[Some material]

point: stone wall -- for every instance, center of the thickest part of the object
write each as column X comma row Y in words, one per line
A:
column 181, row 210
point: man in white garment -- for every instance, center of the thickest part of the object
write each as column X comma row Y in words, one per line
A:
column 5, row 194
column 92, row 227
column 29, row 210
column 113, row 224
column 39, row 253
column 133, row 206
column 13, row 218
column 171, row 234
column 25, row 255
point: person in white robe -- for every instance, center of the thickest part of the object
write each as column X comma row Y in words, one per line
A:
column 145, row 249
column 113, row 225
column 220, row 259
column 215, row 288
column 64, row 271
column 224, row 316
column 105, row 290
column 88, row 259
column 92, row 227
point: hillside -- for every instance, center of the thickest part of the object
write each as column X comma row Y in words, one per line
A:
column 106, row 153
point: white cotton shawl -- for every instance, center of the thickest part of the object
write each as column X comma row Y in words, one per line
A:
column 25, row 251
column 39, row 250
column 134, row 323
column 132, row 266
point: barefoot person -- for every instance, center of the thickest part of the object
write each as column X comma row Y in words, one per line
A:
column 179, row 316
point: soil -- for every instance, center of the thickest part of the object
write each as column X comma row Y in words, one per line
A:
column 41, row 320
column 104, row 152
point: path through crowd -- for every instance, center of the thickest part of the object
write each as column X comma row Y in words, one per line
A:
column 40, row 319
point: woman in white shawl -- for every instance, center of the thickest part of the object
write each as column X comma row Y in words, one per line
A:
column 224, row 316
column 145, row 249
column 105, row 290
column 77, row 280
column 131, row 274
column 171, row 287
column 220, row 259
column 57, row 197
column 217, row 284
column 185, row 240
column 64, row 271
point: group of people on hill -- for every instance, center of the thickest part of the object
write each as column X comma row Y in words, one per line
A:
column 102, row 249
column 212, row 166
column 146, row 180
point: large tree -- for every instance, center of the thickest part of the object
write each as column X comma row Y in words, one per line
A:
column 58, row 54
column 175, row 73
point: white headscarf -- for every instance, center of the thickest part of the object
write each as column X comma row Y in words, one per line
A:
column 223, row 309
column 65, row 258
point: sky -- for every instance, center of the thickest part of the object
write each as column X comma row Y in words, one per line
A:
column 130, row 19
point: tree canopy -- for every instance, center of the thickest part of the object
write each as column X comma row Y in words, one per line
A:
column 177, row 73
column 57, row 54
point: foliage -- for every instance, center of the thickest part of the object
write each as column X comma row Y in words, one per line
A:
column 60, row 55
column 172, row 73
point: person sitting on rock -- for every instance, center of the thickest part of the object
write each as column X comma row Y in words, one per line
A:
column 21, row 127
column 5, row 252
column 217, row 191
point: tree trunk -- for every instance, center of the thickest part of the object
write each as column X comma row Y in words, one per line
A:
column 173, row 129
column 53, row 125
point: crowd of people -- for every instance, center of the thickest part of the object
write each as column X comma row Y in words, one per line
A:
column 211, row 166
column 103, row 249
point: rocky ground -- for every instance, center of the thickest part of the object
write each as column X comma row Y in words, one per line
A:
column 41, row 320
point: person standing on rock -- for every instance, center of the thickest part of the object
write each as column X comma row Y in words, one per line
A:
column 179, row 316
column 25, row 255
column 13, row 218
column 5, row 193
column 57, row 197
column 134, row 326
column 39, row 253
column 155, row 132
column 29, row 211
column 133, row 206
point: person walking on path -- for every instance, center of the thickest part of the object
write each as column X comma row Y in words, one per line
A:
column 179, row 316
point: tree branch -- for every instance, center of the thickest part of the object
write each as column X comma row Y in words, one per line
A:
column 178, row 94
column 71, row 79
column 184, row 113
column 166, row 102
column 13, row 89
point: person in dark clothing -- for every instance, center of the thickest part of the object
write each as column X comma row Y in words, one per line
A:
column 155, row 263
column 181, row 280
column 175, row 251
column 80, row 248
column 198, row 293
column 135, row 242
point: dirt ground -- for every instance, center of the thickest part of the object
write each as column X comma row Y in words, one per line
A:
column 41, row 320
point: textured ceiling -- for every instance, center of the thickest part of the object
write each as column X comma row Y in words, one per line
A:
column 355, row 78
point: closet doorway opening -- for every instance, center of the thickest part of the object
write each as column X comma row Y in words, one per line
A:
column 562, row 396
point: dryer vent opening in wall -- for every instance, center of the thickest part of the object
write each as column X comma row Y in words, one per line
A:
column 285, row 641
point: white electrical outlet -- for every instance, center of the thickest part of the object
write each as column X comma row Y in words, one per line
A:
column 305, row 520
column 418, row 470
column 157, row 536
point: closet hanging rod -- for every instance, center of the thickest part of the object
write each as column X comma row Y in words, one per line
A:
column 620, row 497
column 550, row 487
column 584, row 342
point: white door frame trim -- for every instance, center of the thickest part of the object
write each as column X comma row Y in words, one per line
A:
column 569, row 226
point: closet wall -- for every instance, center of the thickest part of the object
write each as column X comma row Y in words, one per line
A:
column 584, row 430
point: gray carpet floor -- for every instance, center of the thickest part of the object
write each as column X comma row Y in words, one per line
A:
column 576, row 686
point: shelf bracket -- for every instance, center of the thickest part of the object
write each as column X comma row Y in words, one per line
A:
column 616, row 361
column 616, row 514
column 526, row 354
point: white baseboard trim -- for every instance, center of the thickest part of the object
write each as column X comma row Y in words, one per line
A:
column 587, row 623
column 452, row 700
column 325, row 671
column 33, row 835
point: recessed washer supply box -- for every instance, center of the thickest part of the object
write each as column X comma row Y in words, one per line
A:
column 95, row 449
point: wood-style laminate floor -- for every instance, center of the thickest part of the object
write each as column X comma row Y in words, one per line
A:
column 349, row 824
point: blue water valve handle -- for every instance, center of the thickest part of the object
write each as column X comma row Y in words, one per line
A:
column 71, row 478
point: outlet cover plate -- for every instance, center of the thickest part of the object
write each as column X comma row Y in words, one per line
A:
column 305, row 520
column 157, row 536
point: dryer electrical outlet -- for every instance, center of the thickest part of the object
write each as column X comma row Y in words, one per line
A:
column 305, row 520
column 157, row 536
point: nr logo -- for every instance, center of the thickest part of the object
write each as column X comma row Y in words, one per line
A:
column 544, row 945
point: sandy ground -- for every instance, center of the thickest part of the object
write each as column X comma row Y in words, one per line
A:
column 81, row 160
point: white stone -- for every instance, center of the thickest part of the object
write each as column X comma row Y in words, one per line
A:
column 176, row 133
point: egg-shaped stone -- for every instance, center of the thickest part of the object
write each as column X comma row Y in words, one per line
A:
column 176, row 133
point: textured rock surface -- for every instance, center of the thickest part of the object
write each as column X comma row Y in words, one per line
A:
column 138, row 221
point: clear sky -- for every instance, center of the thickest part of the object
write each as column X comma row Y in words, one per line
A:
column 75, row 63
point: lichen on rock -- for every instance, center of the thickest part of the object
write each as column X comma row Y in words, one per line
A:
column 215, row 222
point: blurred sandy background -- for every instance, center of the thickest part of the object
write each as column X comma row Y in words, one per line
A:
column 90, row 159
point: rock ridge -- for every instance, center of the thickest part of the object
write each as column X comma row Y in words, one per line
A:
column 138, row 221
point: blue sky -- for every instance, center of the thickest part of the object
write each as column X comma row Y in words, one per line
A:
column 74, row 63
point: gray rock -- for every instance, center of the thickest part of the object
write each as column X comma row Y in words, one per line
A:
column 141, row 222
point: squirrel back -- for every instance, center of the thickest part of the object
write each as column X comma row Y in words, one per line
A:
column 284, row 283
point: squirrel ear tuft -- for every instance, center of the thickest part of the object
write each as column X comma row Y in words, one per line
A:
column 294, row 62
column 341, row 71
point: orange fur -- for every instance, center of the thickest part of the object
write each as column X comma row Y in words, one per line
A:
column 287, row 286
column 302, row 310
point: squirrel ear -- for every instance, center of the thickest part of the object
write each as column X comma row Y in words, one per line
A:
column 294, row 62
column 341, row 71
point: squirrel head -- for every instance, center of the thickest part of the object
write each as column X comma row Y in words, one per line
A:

## DIRECTIVE
Give back the material word for word, from its first line up to and including the line containing "column 104, row 152".

## EXERCISE RESULT
point: stone wall -- for every instance, center of the thickest part of the object
write each as column X comma row Y in words, one per line
A:
column 181, row 210
point: man in white garment -- for every instance, center of the thickest part of the object
write each as column X comma row Y in words, one per line
A:
column 5, row 194
column 92, row 227
column 29, row 210
column 113, row 224
column 39, row 253
column 133, row 206
column 13, row 218
column 171, row 234
column 25, row 255
point: person in white robe -- for every instance, center of the thickest part of the object
write each as column X comma row Y in words, one per line
A:
column 145, row 249
column 113, row 225
column 220, row 259
column 215, row 288
column 64, row 271
column 224, row 316
column 105, row 290
column 88, row 259
column 92, row 227
point: hillside -- for every instance, center of the thickest part of the object
write each as column X comma row Y in words, one per line
A:
column 106, row 153
point: white cotton shawl -- for every instance, center of the thickest part of the object
write each as column X comma row Y in words, one per line
A:
column 25, row 251
column 39, row 250
column 134, row 323
column 132, row 266
point: barefoot person -- for every instance, center of the thickest part of the object
write each as column X comma row Y in words, one per line
A:
column 179, row 316
point: soil -- for every instance, center of the thickest part of the object
write each as column X comma row Y in words, one per line
A:
column 41, row 320
column 104, row 152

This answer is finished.